Instructions for the task -> Collect every line of the entries below that contains the string "desk", matching case exactly.

━━━ Records provided

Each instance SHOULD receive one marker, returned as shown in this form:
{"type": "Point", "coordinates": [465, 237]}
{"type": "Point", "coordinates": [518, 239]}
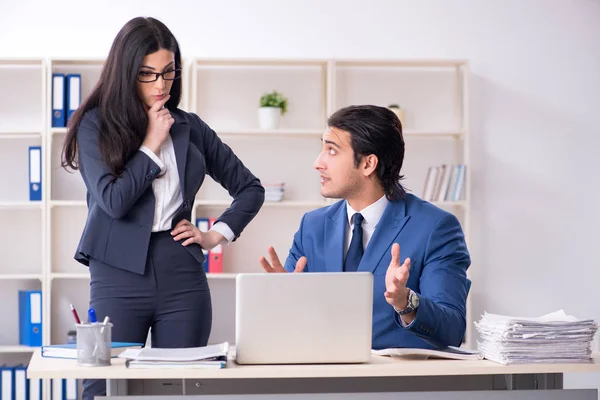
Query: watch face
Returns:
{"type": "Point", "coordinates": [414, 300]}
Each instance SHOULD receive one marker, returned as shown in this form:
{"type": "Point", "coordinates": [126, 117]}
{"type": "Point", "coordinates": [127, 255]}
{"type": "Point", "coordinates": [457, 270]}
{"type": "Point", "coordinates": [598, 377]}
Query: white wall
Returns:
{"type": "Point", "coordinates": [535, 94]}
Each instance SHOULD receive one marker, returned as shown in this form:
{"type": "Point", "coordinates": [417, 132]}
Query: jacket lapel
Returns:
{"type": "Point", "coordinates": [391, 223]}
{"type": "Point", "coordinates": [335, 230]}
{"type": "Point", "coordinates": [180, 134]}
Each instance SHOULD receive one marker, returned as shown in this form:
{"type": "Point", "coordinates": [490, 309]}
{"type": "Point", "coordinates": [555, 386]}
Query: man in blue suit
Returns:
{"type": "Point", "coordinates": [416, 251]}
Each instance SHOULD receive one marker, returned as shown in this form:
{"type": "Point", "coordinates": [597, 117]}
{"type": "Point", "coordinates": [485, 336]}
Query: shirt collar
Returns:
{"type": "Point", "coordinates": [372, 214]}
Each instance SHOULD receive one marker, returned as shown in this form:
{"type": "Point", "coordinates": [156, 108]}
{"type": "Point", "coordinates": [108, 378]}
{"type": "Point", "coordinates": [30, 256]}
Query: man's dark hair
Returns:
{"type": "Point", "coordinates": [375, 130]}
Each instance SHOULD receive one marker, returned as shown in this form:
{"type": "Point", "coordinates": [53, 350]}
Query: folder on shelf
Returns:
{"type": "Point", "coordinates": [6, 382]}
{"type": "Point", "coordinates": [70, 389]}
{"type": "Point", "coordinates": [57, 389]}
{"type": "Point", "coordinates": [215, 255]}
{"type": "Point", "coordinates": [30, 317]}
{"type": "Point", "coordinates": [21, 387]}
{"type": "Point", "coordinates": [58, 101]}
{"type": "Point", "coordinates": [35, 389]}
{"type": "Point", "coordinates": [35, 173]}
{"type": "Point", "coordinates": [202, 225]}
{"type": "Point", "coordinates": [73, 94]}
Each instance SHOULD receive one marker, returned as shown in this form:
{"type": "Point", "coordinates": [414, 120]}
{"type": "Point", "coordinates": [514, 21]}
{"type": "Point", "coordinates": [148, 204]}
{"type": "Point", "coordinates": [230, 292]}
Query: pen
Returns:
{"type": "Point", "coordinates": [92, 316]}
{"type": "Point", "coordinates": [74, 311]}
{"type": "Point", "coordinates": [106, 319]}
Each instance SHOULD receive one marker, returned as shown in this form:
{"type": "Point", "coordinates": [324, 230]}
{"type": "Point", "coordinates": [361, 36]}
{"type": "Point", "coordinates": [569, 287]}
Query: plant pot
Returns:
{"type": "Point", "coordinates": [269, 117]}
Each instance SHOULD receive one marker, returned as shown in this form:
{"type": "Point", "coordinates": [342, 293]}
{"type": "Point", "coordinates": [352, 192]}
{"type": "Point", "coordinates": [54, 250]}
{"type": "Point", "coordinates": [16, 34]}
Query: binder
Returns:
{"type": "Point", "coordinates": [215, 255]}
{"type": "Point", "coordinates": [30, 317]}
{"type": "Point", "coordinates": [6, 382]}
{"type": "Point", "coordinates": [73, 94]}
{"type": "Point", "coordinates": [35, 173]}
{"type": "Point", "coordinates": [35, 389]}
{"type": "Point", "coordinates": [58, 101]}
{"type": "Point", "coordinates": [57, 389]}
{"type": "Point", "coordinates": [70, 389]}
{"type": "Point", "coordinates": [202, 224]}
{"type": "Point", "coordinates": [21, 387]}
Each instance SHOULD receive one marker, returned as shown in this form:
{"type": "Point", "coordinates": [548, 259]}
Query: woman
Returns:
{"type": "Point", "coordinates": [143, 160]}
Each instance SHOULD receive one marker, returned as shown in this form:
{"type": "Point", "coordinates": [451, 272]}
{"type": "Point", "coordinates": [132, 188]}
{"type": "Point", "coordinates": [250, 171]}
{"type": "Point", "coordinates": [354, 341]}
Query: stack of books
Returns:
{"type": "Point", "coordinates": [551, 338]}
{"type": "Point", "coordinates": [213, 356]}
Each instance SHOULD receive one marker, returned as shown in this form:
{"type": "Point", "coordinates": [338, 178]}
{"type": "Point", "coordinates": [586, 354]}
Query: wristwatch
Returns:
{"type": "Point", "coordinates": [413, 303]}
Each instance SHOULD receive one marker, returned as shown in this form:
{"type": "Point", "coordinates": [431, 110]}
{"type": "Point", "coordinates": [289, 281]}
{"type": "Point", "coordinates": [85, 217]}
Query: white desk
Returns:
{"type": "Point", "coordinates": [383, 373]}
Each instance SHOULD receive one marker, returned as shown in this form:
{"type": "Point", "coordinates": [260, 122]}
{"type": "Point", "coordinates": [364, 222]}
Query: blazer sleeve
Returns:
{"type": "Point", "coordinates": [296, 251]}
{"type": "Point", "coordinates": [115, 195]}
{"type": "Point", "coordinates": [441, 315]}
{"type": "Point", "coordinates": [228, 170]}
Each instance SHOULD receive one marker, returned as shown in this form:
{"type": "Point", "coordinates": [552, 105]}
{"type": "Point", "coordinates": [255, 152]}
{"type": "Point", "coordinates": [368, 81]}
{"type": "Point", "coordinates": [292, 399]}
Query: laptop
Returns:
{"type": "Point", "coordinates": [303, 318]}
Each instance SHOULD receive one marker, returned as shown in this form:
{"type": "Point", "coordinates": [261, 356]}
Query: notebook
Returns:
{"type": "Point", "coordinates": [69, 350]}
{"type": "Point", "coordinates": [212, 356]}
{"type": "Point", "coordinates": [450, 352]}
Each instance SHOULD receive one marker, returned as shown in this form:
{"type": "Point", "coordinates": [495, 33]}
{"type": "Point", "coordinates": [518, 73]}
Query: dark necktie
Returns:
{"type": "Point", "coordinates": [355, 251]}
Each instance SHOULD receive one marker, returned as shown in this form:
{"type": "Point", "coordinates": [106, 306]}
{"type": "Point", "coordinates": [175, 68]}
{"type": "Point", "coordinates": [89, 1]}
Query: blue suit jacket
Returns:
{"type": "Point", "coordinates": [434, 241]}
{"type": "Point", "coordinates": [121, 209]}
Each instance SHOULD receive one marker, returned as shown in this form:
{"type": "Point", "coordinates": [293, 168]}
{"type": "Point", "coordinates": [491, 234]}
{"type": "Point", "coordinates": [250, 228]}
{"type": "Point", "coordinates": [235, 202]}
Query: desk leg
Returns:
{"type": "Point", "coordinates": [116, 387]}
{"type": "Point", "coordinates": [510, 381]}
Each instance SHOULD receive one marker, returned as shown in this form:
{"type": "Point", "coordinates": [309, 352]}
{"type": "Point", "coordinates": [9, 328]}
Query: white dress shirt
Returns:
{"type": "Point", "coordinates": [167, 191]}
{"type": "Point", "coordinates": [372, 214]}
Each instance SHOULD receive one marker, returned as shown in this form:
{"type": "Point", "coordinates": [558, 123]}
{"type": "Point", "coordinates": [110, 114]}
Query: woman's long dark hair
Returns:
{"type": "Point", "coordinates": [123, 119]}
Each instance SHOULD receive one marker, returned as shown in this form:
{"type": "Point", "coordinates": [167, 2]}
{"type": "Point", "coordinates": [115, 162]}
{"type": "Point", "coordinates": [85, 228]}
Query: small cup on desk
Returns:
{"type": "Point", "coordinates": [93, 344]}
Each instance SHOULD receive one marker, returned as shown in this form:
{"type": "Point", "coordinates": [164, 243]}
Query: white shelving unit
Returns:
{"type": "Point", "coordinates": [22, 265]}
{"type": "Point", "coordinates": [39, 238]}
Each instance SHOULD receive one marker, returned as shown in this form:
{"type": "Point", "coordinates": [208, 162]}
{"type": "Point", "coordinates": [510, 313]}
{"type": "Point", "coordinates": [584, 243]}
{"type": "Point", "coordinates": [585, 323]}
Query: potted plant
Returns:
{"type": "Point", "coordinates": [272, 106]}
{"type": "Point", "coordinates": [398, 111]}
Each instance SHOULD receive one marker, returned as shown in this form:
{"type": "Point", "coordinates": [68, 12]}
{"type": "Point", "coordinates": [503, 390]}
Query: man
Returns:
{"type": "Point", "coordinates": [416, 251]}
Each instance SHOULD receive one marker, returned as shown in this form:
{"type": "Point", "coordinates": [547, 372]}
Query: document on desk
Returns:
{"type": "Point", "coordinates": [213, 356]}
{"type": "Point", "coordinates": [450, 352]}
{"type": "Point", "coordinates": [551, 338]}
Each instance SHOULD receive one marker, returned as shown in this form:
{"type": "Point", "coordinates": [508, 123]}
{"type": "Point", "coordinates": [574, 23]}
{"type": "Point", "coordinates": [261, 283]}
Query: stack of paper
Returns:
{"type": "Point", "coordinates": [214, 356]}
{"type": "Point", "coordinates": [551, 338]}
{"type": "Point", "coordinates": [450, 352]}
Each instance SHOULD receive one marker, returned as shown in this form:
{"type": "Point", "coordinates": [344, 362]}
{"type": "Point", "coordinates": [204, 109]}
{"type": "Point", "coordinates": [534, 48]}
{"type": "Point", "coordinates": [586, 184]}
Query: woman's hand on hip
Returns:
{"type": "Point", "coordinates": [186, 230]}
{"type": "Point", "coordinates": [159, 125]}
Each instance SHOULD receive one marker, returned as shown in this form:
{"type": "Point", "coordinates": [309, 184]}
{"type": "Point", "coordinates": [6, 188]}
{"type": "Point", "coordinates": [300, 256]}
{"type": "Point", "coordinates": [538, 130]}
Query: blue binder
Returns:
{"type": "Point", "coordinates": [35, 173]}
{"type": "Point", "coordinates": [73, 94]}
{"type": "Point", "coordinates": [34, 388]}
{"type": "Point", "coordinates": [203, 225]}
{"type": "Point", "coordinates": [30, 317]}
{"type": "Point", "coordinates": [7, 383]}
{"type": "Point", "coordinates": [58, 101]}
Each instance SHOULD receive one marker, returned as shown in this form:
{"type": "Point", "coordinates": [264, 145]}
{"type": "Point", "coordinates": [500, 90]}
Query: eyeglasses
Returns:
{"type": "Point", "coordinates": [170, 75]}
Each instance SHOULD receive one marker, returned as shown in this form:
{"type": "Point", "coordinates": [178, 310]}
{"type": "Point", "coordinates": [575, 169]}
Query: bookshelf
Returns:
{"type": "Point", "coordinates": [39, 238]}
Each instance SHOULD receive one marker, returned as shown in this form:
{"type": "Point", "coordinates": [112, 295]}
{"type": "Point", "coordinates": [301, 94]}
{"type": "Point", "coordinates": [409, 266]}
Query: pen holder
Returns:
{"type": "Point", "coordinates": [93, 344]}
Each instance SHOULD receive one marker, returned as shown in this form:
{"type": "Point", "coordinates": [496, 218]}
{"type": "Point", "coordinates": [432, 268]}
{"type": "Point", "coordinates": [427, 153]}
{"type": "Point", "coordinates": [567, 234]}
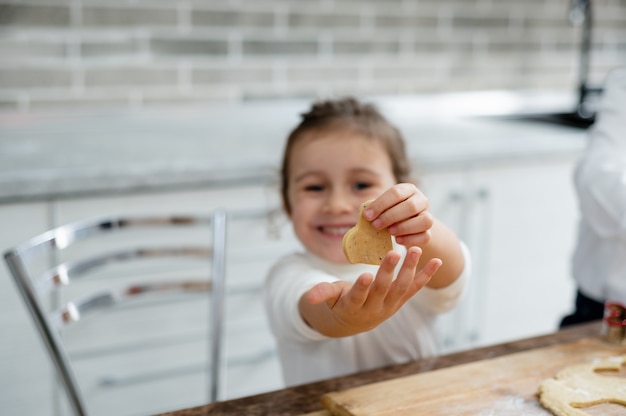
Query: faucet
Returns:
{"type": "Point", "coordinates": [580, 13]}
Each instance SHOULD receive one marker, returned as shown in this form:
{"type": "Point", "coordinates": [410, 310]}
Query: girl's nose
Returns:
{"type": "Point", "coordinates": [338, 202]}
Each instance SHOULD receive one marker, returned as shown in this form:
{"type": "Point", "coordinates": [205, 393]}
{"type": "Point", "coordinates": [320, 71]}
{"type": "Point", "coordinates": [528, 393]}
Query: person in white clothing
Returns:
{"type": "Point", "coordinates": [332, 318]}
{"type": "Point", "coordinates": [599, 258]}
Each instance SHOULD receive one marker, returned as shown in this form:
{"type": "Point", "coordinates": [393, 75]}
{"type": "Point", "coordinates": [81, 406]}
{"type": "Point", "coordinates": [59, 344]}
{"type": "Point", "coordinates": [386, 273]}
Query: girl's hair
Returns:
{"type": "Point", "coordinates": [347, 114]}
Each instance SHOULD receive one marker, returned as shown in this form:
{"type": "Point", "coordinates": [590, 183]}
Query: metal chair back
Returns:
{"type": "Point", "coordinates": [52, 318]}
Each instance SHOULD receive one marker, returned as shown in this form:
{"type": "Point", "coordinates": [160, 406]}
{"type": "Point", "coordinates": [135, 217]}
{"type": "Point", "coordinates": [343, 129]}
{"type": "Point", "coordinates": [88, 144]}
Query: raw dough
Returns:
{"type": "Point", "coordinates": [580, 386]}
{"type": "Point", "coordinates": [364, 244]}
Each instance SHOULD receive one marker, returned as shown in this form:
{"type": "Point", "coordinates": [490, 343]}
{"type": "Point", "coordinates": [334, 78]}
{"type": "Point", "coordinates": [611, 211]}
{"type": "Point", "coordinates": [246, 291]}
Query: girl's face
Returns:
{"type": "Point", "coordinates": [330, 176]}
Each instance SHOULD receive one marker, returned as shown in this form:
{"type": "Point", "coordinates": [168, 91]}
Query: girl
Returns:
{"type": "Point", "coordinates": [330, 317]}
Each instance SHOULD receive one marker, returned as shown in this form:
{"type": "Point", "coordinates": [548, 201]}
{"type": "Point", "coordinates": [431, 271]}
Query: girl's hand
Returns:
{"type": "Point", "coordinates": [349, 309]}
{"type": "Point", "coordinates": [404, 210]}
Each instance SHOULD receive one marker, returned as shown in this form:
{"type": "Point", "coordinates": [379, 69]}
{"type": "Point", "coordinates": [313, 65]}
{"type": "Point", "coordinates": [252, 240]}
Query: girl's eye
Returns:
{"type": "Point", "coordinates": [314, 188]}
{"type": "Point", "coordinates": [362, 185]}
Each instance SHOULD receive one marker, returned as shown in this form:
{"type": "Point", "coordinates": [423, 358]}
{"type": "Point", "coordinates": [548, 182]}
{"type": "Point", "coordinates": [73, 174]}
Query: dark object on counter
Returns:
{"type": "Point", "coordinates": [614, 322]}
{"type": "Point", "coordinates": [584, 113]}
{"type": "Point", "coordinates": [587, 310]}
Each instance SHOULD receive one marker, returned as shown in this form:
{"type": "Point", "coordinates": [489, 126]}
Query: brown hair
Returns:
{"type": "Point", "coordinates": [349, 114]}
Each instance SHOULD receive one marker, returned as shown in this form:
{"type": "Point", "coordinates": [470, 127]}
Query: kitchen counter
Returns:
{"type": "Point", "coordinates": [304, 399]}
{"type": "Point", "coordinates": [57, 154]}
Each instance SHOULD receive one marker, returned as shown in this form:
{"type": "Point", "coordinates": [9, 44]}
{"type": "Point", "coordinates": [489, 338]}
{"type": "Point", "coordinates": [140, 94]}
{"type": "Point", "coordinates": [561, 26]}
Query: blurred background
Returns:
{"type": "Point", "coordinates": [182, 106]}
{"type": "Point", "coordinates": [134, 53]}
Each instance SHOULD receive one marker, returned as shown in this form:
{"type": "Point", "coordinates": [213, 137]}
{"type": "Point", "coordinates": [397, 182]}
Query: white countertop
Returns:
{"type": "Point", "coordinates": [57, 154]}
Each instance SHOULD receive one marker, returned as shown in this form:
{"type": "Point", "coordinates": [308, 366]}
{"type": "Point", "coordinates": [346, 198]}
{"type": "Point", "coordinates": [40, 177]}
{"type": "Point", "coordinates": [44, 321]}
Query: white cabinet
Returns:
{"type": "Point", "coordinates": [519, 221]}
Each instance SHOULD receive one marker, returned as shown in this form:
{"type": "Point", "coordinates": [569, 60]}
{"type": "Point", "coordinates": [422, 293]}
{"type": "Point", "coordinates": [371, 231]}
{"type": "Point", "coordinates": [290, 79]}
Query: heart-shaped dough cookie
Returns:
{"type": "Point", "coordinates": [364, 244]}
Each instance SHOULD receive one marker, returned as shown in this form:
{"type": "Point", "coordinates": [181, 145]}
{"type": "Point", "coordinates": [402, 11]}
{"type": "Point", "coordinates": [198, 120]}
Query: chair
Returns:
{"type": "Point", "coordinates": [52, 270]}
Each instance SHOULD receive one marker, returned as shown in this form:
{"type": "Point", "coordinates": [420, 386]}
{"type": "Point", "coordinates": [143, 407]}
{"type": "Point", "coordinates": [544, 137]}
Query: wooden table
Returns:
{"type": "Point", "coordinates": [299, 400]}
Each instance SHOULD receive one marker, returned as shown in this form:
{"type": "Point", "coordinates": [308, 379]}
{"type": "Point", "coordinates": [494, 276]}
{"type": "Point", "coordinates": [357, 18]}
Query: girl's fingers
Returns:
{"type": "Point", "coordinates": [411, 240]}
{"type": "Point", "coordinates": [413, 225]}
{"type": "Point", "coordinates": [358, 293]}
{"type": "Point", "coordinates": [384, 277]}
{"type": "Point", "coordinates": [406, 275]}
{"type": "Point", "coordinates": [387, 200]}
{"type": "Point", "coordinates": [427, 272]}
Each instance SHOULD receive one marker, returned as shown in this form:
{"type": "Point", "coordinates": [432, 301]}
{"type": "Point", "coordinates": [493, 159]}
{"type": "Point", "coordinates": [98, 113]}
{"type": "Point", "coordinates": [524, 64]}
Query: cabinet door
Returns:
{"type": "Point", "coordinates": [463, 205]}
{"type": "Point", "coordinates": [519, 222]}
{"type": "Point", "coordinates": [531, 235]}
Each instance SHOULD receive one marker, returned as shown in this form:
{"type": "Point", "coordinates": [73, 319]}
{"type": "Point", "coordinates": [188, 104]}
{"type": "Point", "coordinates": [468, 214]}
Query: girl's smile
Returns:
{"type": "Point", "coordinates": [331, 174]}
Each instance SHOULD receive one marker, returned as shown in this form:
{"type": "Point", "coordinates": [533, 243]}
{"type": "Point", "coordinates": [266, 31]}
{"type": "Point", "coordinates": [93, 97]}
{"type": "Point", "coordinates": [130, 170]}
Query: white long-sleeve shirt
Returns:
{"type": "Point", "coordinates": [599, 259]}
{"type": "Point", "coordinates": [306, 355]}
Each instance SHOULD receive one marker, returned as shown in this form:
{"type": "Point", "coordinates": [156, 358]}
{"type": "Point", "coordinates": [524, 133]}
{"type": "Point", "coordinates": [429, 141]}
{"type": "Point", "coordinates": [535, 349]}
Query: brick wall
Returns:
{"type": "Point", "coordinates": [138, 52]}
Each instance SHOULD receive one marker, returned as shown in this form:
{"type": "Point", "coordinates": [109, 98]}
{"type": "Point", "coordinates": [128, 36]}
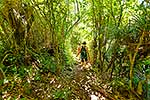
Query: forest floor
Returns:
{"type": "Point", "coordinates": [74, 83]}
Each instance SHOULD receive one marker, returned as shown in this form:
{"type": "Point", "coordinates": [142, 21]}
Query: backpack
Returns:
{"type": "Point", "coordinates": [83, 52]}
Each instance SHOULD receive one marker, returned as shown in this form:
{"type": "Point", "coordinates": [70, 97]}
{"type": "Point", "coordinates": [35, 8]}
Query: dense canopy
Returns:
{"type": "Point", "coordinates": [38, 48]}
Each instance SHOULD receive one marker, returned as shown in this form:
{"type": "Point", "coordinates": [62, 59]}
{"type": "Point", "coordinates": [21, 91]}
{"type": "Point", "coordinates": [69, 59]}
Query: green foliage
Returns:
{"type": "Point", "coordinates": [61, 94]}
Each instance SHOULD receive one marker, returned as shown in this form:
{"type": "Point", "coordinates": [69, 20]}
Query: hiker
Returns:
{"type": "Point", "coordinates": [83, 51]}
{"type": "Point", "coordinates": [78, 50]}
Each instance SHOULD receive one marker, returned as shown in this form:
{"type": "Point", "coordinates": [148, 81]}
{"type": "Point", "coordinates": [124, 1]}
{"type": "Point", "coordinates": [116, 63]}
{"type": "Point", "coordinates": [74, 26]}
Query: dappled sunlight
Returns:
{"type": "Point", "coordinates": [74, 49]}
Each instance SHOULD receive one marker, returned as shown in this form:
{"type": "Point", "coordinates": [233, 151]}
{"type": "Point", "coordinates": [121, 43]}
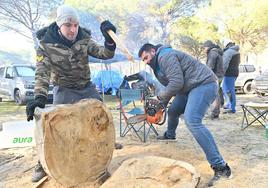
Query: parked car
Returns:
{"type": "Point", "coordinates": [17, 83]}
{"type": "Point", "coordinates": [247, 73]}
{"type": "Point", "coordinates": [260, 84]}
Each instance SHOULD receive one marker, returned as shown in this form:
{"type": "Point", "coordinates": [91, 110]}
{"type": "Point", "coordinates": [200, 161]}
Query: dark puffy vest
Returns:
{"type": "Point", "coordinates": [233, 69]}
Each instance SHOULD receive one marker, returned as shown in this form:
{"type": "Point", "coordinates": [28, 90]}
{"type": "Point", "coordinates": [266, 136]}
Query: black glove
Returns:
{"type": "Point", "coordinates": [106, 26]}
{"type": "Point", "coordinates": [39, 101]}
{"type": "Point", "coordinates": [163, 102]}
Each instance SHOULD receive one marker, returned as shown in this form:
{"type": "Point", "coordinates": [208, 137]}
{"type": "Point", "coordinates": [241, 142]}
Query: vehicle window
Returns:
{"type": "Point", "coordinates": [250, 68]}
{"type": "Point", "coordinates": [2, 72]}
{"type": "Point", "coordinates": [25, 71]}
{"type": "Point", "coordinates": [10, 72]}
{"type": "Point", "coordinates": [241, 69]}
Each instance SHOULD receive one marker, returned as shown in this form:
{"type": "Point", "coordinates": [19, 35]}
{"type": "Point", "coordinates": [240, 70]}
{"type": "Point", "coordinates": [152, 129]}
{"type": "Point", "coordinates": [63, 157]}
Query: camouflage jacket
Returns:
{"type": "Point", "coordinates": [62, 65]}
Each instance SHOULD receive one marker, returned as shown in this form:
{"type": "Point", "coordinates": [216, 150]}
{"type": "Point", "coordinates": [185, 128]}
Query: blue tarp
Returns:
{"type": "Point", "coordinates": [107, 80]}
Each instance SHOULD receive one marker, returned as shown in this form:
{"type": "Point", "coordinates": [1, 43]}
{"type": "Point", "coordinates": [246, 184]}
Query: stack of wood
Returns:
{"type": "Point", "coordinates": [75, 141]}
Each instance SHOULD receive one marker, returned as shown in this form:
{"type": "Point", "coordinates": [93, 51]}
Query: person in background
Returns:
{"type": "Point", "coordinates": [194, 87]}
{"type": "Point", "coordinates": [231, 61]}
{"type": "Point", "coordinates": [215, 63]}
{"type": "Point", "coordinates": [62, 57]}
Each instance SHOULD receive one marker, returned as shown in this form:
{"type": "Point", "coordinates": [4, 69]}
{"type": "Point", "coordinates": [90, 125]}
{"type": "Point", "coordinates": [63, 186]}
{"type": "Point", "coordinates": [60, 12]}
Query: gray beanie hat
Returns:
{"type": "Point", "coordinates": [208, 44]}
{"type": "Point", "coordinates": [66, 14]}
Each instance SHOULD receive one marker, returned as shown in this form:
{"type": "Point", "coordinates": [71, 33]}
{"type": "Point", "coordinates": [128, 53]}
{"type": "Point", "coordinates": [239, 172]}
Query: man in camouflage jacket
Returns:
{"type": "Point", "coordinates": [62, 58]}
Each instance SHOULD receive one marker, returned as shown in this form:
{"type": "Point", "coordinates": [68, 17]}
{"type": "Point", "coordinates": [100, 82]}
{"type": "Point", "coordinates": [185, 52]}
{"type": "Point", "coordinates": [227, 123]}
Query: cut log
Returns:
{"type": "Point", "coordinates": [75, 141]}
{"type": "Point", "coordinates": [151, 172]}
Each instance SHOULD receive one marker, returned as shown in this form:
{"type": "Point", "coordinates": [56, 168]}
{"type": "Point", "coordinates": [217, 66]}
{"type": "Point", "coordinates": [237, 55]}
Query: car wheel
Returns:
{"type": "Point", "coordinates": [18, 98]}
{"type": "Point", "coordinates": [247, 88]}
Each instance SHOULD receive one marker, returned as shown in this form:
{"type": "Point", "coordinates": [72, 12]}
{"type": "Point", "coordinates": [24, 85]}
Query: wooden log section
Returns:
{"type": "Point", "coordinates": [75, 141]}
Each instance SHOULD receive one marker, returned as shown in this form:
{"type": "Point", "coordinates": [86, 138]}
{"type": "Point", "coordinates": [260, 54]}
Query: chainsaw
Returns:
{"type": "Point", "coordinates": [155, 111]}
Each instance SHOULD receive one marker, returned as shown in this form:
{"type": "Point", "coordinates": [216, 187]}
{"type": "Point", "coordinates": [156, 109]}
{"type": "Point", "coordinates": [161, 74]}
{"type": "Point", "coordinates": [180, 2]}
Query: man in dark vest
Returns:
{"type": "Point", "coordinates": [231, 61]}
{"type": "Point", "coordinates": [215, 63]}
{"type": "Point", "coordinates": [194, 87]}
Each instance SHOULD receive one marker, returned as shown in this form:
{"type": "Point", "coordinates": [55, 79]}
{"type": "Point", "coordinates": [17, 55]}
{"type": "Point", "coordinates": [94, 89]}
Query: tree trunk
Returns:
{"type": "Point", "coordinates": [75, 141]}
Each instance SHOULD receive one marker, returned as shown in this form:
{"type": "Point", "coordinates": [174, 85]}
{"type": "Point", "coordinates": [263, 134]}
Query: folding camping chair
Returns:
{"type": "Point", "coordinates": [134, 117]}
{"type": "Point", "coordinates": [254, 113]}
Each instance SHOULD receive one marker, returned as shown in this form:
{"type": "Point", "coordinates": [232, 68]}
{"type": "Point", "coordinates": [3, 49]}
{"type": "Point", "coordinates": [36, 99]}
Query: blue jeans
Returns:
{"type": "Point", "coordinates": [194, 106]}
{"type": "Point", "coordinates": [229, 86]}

━━━━━━

Final result ->
Query: white desk
Query: desk leg
Query: small cup on desk
Query: document on desk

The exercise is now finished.